• _Written task_
Begin at the line below that contains "[locate] the nose" and stop after the last line. Write out every line in that range again, shifting each coordinate in the answers by adding 8 to it.

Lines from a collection
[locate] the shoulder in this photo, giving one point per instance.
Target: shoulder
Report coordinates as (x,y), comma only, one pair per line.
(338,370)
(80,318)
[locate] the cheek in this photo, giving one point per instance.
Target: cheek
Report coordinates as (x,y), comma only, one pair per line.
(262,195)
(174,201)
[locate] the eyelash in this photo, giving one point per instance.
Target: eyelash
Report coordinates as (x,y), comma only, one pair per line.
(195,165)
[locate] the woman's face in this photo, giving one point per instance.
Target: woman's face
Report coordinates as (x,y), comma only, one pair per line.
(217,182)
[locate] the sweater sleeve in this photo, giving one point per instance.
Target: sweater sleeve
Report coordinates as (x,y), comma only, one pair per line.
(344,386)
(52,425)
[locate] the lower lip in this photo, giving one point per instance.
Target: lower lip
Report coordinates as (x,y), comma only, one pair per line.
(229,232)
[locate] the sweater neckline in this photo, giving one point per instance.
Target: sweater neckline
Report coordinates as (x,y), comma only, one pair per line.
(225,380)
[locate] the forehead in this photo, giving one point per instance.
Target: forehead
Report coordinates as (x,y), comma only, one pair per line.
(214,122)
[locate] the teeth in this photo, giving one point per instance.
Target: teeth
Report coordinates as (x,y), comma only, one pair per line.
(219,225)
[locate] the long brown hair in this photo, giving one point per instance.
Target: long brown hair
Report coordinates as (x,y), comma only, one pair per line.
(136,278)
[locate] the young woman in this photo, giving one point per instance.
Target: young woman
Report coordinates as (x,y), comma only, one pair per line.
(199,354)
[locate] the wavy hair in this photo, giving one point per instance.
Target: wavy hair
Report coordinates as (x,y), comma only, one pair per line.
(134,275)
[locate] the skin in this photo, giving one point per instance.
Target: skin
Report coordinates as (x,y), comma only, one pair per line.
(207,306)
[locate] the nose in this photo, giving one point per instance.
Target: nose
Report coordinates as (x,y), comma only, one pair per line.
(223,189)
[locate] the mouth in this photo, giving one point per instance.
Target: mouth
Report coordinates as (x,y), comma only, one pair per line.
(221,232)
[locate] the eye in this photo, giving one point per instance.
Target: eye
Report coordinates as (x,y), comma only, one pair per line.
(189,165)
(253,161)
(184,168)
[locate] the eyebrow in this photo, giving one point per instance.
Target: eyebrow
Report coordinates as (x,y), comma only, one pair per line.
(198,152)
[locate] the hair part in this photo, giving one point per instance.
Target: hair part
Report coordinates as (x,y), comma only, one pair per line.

• _Correct response_
[locate] the nose in this photo, giving one point per instance.
Target: nose
Report coordinates as (x,y), comma only, one pair per line.
(231,197)
[locate] the mouth in this photo, giving one point per instance.
Target: mouth
Report coordinates as (x,y), comma only, one pair per line.
(229,240)
[locate] the eye in this photo, giving one point per instance.
Target: eye
Report coordinates as (x,y), comma only, one pair per line.
(197,173)
(261,169)
(192,176)
[locate] the eyebrow in this photo, giving one point per instance.
Target: eyebrow
Report coordinates as (x,y), comma only, one pair per line.
(206,160)
[locate] the hair part in this photo, giving one point per instance.
Target: hair part
Report coordinates as (x,y), comma only, one pair per line.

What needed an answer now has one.